OBJECTIVE 1:
Copy out the passage about learning to love oneself word for word.

PASSAGE:
+++++

One night he stood me up for a date and I went to his house and watched another woman coming out at 2:00 in the morning! He stood me up on my Birthday and when he finally called he gave a lame apology and asked me to come over and I did!!! Dressed to the Nines in a beautiful dress. All we did when I got there was have sex. He didn't even have a birthday present for me. Maybe he thought he was the present. I would not be surprised.
This continued off and on for THREE years!
I did not love myself at that time. I was still broken inside and did not know what I deserved. Long story short, it was such a horrible experience that I cut him off and refused to see him. He continued to call me for 2 years but I held my ground and moved on with my life.
After that "relationship" I stopped dating men and began to date myself. I realized that I needed to love myself If I was ever going to attract someone who would love me the way I desperately wanted to be loved.
I can still remember falling on my knee's and begging God to help me love myself. I began to listen to the way I spoke to myself. I began to listen to how I punished and degraded myself. No one else had to do that for me. I was already abusing myself. They were just mirroring how I felt about ME!
One by one I began the difficult task of changing my thoughts. Something that helped me: When I would begin to punish myself for my latest mistake, I would ask myself, "If a friend came to me with the same situation I am involved in, how would I treat them? What would I do or say to them?" Most of the time the answer was that I would be understanding and compassionate. I began to understand that I needed to treat MYSELF the way that I treated others.

+++++

EXTRACTED INFORMATION:
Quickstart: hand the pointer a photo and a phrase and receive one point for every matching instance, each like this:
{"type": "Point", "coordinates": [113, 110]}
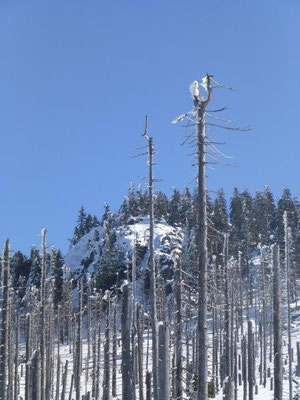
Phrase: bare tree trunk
{"type": "Point", "coordinates": [16, 357]}
{"type": "Point", "coordinates": [200, 107]}
{"type": "Point", "coordinates": [152, 268]}
{"type": "Point", "coordinates": [64, 381]}
{"type": "Point", "coordinates": [163, 361]}
{"type": "Point", "coordinates": [4, 322]}
{"type": "Point", "coordinates": [178, 333]}
{"type": "Point", "coordinates": [114, 352]}
{"type": "Point", "coordinates": [140, 331]}
{"type": "Point", "coordinates": [43, 315]}
{"type": "Point", "coordinates": [127, 390]}
{"type": "Point", "coordinates": [250, 360]}
{"type": "Point", "coordinates": [288, 293]}
{"type": "Point", "coordinates": [78, 354]}
{"type": "Point", "coordinates": [106, 372]}
{"type": "Point", "coordinates": [35, 376]}
{"type": "Point", "coordinates": [277, 326]}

+++++

OBJECTIVE 2:
Write out the rows above again with "bare tree trunk" replaced by "leafless tree trunk" and every other character unchanged. Leave the picture out.

TASK OUTPUT 1:
One night he stood me up for a date and I went to his house and watched another woman coming out at 2:00 in the morning! He stood me up on my Birthday and when he finally called he gave a lame apology and asked me to come over and I did!!! Dressed to the Nines in a beautiful dress. All we did when I got there was have sex. He didn't even have a birthday present for me. Maybe he thought he was the present. I would not be surprised.
This continued off and on for THREE years!
I did not love myself at that time. I was still broken inside and did not know what I deserved. Long story short, it was such a horrible experience that I cut him off and refused to see him. He continued to call me for 2 years but I held my ground and moved on with my life.
After that "relationship" I stopped dating men and began to date myself. I realized that I needed to love myself If I was ever going to attract someone who would love me the way I desperately wanted to be loved.
I can still remember falling on my knee's and begging God to help me love myself. I began to listen to the way I spoke to myself. I began to listen to how I punished and degraded myself. No one else had to do that for me. I was already abusing myself. They were just mirroring how I felt about ME!
One by one I began the difficult task of changing my thoughts. Something that helped me: When I would begin to punish myself for my latest mistake, I would ask myself, "If a friend came to me with the same situation I am involved in, how would I treat them? What would I do or say to them?" Most of the time the answer was that I would be understanding and compassionate. I began to understand that I needed to treat MYSELF the way that I treated others.

TASK OUTPUT 2:
Quickstart: hand the pointer a photo and a phrase and receive one point for every matching instance, each like this:
{"type": "Point", "coordinates": [113, 110]}
Phrase: leafless tree trunk
{"type": "Point", "coordinates": [16, 357]}
{"type": "Point", "coordinates": [200, 107]}
{"type": "Point", "coordinates": [152, 268]}
{"type": "Point", "coordinates": [64, 381]}
{"type": "Point", "coordinates": [163, 361]}
{"type": "Point", "coordinates": [4, 322]}
{"type": "Point", "coordinates": [178, 333]}
{"type": "Point", "coordinates": [114, 352]}
{"type": "Point", "coordinates": [140, 331]}
{"type": "Point", "coordinates": [43, 315]}
{"type": "Point", "coordinates": [127, 390]}
{"type": "Point", "coordinates": [250, 360]}
{"type": "Point", "coordinates": [288, 293]}
{"type": "Point", "coordinates": [78, 354]}
{"type": "Point", "coordinates": [106, 372]}
{"type": "Point", "coordinates": [35, 376]}
{"type": "Point", "coordinates": [277, 326]}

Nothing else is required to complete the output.